Brief.
Copy the records below, swapping every "put a dot on" for "place a marker on" and leaving everything else untouched.

Data for this exercise.
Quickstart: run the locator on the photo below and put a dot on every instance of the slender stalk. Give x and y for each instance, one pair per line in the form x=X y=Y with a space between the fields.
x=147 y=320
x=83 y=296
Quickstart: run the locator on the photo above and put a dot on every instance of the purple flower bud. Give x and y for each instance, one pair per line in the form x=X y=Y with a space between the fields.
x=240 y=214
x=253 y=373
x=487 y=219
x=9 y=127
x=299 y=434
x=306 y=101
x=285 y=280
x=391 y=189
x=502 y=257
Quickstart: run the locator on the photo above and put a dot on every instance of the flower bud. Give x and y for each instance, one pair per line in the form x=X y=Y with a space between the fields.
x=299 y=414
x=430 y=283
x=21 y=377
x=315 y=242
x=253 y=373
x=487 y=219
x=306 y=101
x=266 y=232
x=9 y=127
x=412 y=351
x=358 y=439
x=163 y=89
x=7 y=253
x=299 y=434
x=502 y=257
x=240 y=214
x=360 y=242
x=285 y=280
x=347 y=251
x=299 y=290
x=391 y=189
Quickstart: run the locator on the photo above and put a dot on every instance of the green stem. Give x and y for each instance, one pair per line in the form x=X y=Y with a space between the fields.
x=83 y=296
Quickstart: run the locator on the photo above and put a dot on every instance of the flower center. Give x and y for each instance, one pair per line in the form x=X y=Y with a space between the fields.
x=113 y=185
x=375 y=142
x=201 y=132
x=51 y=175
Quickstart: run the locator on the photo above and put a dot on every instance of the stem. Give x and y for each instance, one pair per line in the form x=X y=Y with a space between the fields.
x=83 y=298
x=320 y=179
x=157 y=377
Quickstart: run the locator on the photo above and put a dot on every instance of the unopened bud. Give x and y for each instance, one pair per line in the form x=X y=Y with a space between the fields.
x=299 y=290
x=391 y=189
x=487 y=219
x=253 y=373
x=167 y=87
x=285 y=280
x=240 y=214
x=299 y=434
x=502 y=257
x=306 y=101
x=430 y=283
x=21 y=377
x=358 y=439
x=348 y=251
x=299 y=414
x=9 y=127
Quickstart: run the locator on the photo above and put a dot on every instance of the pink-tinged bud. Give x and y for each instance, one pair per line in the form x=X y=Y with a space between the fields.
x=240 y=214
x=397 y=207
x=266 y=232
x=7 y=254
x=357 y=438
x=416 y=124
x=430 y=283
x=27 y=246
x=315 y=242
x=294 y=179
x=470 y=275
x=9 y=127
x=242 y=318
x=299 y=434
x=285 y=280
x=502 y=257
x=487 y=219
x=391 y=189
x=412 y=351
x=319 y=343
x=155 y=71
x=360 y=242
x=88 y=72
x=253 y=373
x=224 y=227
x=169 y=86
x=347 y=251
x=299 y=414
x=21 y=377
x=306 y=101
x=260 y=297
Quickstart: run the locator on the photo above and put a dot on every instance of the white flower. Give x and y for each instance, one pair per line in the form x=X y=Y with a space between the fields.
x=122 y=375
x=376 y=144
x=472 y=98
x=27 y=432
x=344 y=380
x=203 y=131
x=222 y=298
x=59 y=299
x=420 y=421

Output for this task.
Quickstart: run the locator on the photo below and place a marker on every instance of the slender stalk. Give x and y for each instance, one pair per line in the form x=X y=Y with a space between the fields.
x=147 y=320
x=83 y=296
Quickstart: run the locator on the photo above and place a marker on every instance of the purple flower bud. Give x and y for each instance, one pair per line in the form x=X y=Y with a space between the fields.
x=240 y=214
x=253 y=373
x=487 y=219
x=9 y=127
x=299 y=434
x=306 y=101
x=285 y=280
x=391 y=189
x=502 y=257
Quickstart: run the locator on the photo above and place a marker on every instance of the flower bud. Give x and y for each instance, one pair per line in the form x=X y=Y with a space between the fields.
x=299 y=414
x=430 y=283
x=21 y=377
x=315 y=242
x=253 y=373
x=487 y=219
x=306 y=101
x=266 y=232
x=9 y=127
x=412 y=351
x=358 y=439
x=163 y=89
x=7 y=253
x=299 y=434
x=502 y=257
x=240 y=214
x=360 y=242
x=285 y=280
x=347 y=251
x=299 y=290
x=391 y=189
Quickstart: run the locator on the photo above and place a marker on every instance of the green stem. Give x and y for each instance, one pair per line in the form x=X y=Y with a space between the fields.
x=83 y=296
Quickstart: run the locator on the photo above and place a marker on every instance of the flower center. Give x and y for each instance, one pair per line in the form x=X y=Y with a space between the fields.
x=113 y=185
x=375 y=142
x=201 y=132
x=51 y=175
Quickstart: run the locator on the photo above and place a marker on every instance of the stem. Give x and y for each instance, one pair per line in the form x=X y=Y with a space between the fields.
x=83 y=298
x=320 y=179
x=157 y=377
Quickstart: run the locator on the photo above and place a marker on every instance of the unopened bud. Give x and y for each instance, one pair per line in the form x=X y=Y with a space between the fields.
x=299 y=290
x=391 y=189
x=487 y=219
x=253 y=373
x=167 y=87
x=285 y=280
x=240 y=214
x=299 y=434
x=502 y=257
x=306 y=101
x=430 y=283
x=21 y=377
x=358 y=439
x=348 y=251
x=299 y=414
x=9 y=127
Quickstart: run the locator on the photo above and place a marker on every instance of the pink-tinged bud. Give x and y for each instance, one pair per line in the form x=X y=Y with a space between the fields.
x=240 y=214
x=397 y=207
x=266 y=232
x=7 y=254
x=357 y=438
x=416 y=124
x=430 y=283
x=27 y=246
x=315 y=242
x=294 y=179
x=470 y=275
x=9 y=127
x=242 y=318
x=299 y=434
x=285 y=280
x=502 y=257
x=487 y=219
x=391 y=189
x=412 y=351
x=319 y=343
x=155 y=71
x=360 y=242
x=88 y=72
x=253 y=373
x=224 y=227
x=169 y=86
x=347 y=251
x=299 y=414
x=21 y=377
x=306 y=101
x=260 y=297
Quickstart: run the locator on the photo above and place a marker on every instance of the white flower. Give x and y for each instance, one pair per line in the form x=X y=Y with a space between the fields.
x=122 y=375
x=376 y=144
x=472 y=98
x=27 y=432
x=344 y=380
x=203 y=131
x=222 y=298
x=59 y=299
x=420 y=421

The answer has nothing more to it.